(Page extract)

YOUNGSTOWN Resident works to stop cases of lead poisoning

Bill Watterson is concerned about the presence of lead in homes built before 1978.
YOUNGSTOWN -- Bill Watterson wants to get the lead out, figuratively and literally.
The Youngstown resident wants landlords and everyone else to know he will do anything in his power -- be it civil or legal -- to stop lead poisoning cases in the city.
"It's been business as usual for some of these people for so long that they only look at these regulations as nuisances," he said. "Many of these people know the system, they know how to work the system and they do it very well."
Lead is often present in homes constructed before 1978, when lead-based paint was outlawed.
Though homes can have lead-based paint, the paint must be contained though measures such as fresh coats of paint or wallpaper for homes to be considered safe.
It is primarily the dust from lead-based paint, not the chips, that are considered dangerous.
Effects of lead poisoning
Watterson, who also serves as vice president of the Judson Citizens Watch on the city's South Side, said he took up the cause of lead poisoning in the city as a concerned taxpayer.
The issue, he said, not only affects children and families afflicted with lead poisoning, but also those paying the costs associated with everything from demolishing lead-filled homes to the special education needed for children suffering from lead poisoning.

(End Page extract)
(Information shown)

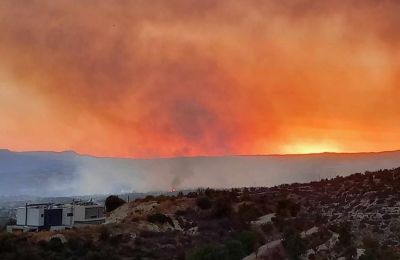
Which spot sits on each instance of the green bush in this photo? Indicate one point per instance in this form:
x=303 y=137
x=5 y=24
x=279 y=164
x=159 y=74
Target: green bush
x=203 y=203
x=222 y=207
x=160 y=218
x=249 y=212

(End Information shown)

- Task instructions -
According to the lead poisoning article, in what year was lead-based paint outlawed? Answer from the lead poisoning article only, not from the entries.

- Response area -
1978